▸ WHAT IS BEING ASKED
List every section heading that appears in the text below on a smartphone optic nerve head biometric.

▸ PROVIDED TEXT
========================================

A New Smartphone-Based Optic Nerve Head Biometric for Verification and Change Detection.
Kate Coleman, Jason Coleman, Hector Franco-Penya, Fatima Hamroush, Patrick Murtagh, Patricia Fitzpatrick, Mary Aiken, Andrew Combes, David Keegan
Summary
A new ONH biometric was developed with a hybrid platform of ONH algorithms for use as a verification biometric on a smartphone.
Abstract
PURPOSE
Lens adapted smartphones are being used regularly instead of ophthalmoscopes. The most common causes of preventable blindness in the world, which are glaucoma and diabetic retinopathy, can develop asymptomatic changes to the optic nerve head (ONH) especially in the developing world where there is a dire shortage of ophthalmologists but ubiquitous mobile phones. We developed a proof-of-concept ONH biometric (application [APP]) to use as a routine biometric on a mobile phone. The unique blood vessel pattern is verified if it maps on to a previously enrolled image.

========================================

▸ MATERIAL SUPPLIED
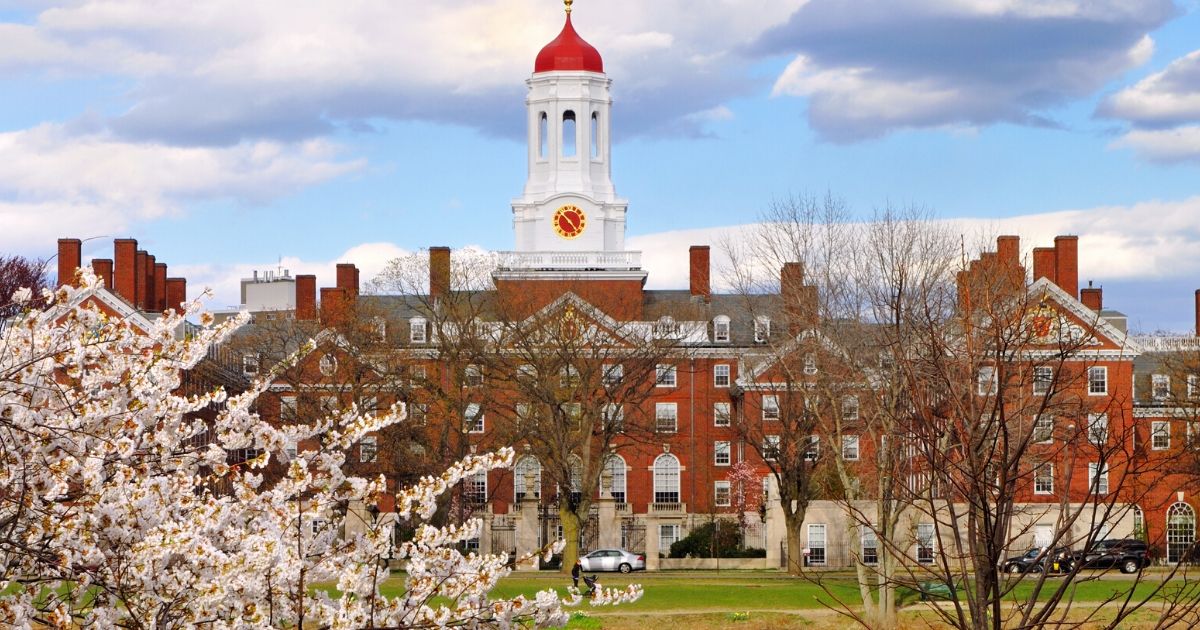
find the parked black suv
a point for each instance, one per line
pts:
(1128, 555)
(1031, 562)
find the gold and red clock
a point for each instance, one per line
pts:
(569, 221)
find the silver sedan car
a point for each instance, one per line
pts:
(613, 561)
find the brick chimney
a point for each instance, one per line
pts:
(1008, 250)
(799, 300)
(139, 279)
(103, 269)
(70, 258)
(334, 301)
(148, 298)
(1044, 264)
(175, 294)
(125, 269)
(306, 297)
(1092, 297)
(348, 279)
(160, 287)
(700, 269)
(1067, 264)
(439, 273)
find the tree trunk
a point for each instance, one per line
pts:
(571, 527)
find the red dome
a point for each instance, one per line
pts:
(569, 52)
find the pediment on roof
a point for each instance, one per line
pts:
(1057, 319)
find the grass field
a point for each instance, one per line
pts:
(745, 600)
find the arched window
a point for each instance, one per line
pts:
(616, 467)
(666, 479)
(595, 135)
(1181, 532)
(543, 133)
(527, 467)
(568, 133)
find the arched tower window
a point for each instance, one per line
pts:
(1181, 532)
(568, 133)
(616, 467)
(666, 479)
(543, 133)
(595, 135)
(526, 467)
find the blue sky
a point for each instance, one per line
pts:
(225, 136)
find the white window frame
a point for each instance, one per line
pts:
(1159, 387)
(769, 407)
(723, 448)
(664, 411)
(1043, 479)
(723, 414)
(1097, 484)
(850, 450)
(1161, 429)
(369, 449)
(721, 376)
(666, 376)
(1043, 377)
(418, 330)
(817, 539)
(1098, 381)
(473, 421)
(721, 329)
(719, 499)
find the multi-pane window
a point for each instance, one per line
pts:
(473, 376)
(1043, 479)
(850, 448)
(771, 407)
(1161, 387)
(721, 329)
(925, 540)
(761, 329)
(870, 546)
(369, 449)
(769, 448)
(1043, 377)
(1043, 429)
(473, 418)
(417, 330)
(813, 450)
(816, 544)
(1098, 429)
(666, 417)
(669, 534)
(721, 453)
(721, 493)
(721, 375)
(850, 408)
(666, 479)
(1161, 435)
(985, 381)
(1098, 478)
(665, 376)
(612, 375)
(1097, 381)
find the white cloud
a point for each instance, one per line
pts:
(54, 183)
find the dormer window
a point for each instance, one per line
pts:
(665, 327)
(761, 329)
(417, 333)
(721, 329)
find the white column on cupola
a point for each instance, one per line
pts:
(569, 115)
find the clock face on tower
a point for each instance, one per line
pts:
(569, 221)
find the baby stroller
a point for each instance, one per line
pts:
(591, 582)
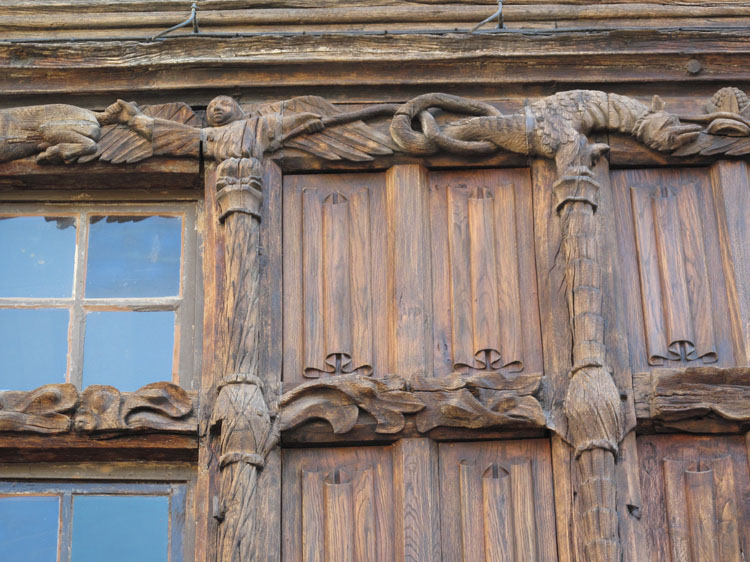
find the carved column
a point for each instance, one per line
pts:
(592, 403)
(243, 425)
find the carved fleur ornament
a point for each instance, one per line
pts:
(490, 387)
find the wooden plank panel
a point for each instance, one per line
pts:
(471, 321)
(409, 289)
(334, 295)
(339, 519)
(669, 235)
(731, 189)
(416, 501)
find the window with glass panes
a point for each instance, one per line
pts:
(97, 294)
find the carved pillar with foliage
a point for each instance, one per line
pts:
(241, 421)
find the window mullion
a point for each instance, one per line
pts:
(78, 315)
(65, 541)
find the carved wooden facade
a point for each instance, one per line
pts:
(436, 327)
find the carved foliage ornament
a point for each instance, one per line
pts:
(549, 127)
(60, 408)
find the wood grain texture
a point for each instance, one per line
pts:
(60, 408)
(474, 401)
(499, 59)
(699, 278)
(694, 485)
(338, 504)
(731, 188)
(695, 398)
(496, 502)
(409, 288)
(465, 329)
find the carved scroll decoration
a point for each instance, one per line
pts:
(336, 279)
(498, 514)
(684, 396)
(346, 531)
(674, 276)
(486, 323)
(60, 408)
(701, 509)
(480, 400)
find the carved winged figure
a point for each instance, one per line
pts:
(554, 127)
(134, 134)
(56, 133)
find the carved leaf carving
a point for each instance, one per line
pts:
(47, 409)
(338, 400)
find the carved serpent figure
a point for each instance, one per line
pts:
(551, 127)
(56, 133)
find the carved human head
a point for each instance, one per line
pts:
(222, 110)
(662, 130)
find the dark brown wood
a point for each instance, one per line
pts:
(336, 319)
(694, 398)
(71, 447)
(338, 502)
(416, 501)
(59, 408)
(695, 485)
(632, 56)
(479, 400)
(247, 500)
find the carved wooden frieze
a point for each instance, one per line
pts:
(690, 397)
(480, 400)
(60, 408)
(701, 510)
(674, 276)
(334, 255)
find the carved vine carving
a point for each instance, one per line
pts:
(549, 127)
(479, 400)
(60, 408)
(554, 127)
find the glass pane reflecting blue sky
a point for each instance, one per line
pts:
(28, 529)
(120, 528)
(37, 256)
(33, 347)
(128, 349)
(134, 257)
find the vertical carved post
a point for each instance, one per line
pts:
(241, 418)
(592, 402)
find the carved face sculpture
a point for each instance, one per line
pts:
(223, 110)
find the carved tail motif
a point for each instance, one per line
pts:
(592, 403)
(247, 431)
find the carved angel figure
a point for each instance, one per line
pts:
(555, 126)
(56, 133)
(134, 134)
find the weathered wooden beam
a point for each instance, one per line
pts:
(695, 398)
(504, 60)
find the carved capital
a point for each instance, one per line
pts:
(239, 183)
(478, 400)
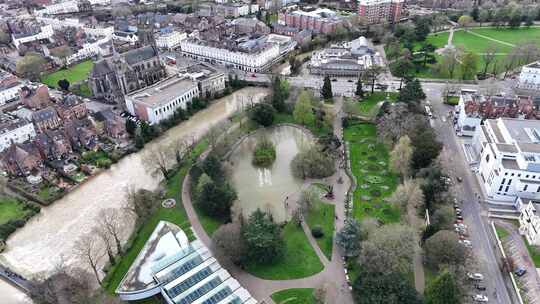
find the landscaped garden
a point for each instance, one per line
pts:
(294, 296)
(375, 180)
(75, 74)
(299, 260)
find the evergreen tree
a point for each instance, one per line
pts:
(359, 89)
(326, 90)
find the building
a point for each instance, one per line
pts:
(169, 39)
(44, 32)
(160, 101)
(376, 11)
(473, 108)
(529, 220)
(529, 78)
(345, 59)
(244, 53)
(15, 130)
(321, 20)
(182, 271)
(113, 77)
(509, 158)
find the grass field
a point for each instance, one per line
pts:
(74, 74)
(300, 259)
(294, 296)
(11, 209)
(322, 214)
(470, 42)
(176, 215)
(376, 182)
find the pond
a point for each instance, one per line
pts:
(268, 188)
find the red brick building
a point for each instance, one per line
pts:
(376, 11)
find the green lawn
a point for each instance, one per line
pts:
(376, 182)
(74, 74)
(368, 105)
(294, 296)
(176, 215)
(534, 252)
(300, 259)
(322, 214)
(11, 209)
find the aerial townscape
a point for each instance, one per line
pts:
(269, 151)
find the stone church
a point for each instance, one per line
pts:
(113, 77)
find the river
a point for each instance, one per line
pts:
(47, 241)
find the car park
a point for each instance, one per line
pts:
(475, 276)
(480, 298)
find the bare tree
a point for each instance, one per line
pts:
(88, 249)
(489, 56)
(110, 220)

========================================

▸ RESPONSE TO THIS EXERCISE
Summary
Abstract
PURPOSE